(Pointing listing)
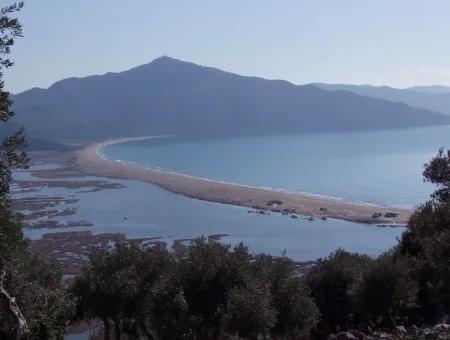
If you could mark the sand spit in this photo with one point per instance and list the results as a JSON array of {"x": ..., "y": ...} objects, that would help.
[{"x": 90, "y": 161}]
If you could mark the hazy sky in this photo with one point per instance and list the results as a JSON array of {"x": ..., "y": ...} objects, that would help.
[{"x": 393, "y": 42}]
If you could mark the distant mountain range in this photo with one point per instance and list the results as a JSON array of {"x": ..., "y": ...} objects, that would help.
[
  {"x": 169, "y": 96},
  {"x": 434, "y": 98}
]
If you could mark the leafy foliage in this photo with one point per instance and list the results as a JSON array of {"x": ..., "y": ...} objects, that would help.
[{"x": 213, "y": 292}]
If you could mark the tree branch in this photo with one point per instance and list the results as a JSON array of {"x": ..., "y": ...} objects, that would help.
[{"x": 22, "y": 325}]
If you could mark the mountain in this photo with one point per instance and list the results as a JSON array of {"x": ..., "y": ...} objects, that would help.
[
  {"x": 169, "y": 96},
  {"x": 434, "y": 98}
]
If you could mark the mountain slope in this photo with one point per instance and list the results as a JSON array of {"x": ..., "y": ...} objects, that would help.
[
  {"x": 434, "y": 98},
  {"x": 168, "y": 96}
]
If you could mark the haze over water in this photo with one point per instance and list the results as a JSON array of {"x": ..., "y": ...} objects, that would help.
[{"x": 381, "y": 167}]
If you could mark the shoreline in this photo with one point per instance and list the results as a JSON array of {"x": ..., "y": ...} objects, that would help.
[{"x": 89, "y": 161}]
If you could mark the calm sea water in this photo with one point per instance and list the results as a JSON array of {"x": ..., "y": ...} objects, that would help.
[
  {"x": 381, "y": 167},
  {"x": 154, "y": 212}
]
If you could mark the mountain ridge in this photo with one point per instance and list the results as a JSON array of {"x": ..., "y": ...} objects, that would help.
[{"x": 170, "y": 96}]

- **What is required**
Rewrite the whole listing with every "in this photo" changed to "in this image" and nothing else altered. Omit the pictures from your output.

- **Reply**
If you could mark the sand spit in this image with one point per instance and list the results as a JSON array of {"x": ..., "y": ...} objects, that would help.
[{"x": 90, "y": 161}]
If you could mark the hazy sky in this image with one point per instance and list the results as a JSON array of {"x": ..., "y": ...} objects, that would help.
[{"x": 393, "y": 42}]
If you could mark the distant mountain range in this image with one point per instance and list the results as a JSON array of {"x": ..., "y": ...} objects, that would help.
[
  {"x": 169, "y": 96},
  {"x": 434, "y": 98}
]
If you could mark the leafy foliage in this image with one point per instance and list the results as a JSON array of {"x": ..., "y": ...} objects, that would help.
[{"x": 213, "y": 292}]
If you could mark the tree branch in this image with one point per instance and list the results as a JSON array of {"x": ..., "y": ...} objects, that would help.
[{"x": 22, "y": 325}]
If you could mark the mountain in this image with one point per instance and list the results as a JSON array of {"x": ..., "y": ...} objects, that would help.
[
  {"x": 169, "y": 96},
  {"x": 434, "y": 98}
]
If you could mark the mountain slope in this image with one point per instance and list the results as a JSON array of {"x": ..., "y": ...} objects, that would help.
[
  {"x": 434, "y": 98},
  {"x": 168, "y": 96}
]
If you could mark the haze over water in this image with one point per instance and list the results as a JSON array of {"x": ..., "y": ...} objects, that would help.
[{"x": 381, "y": 167}]
If you could mark the shoreline in this image with one point per instance and list the results as a JSON array of {"x": ..., "y": ...} objects, that would help.
[{"x": 89, "y": 161}]
If you could mark the calm sea water in this image with one point per instance and list the results as a JSON array of {"x": ..., "y": ...} objects, that would help.
[
  {"x": 381, "y": 167},
  {"x": 154, "y": 212}
]
If you could mark the mountain ridge in this image with one point per instance and list the results as a JSON array of {"x": ..., "y": ...} objects, that would help.
[{"x": 170, "y": 96}]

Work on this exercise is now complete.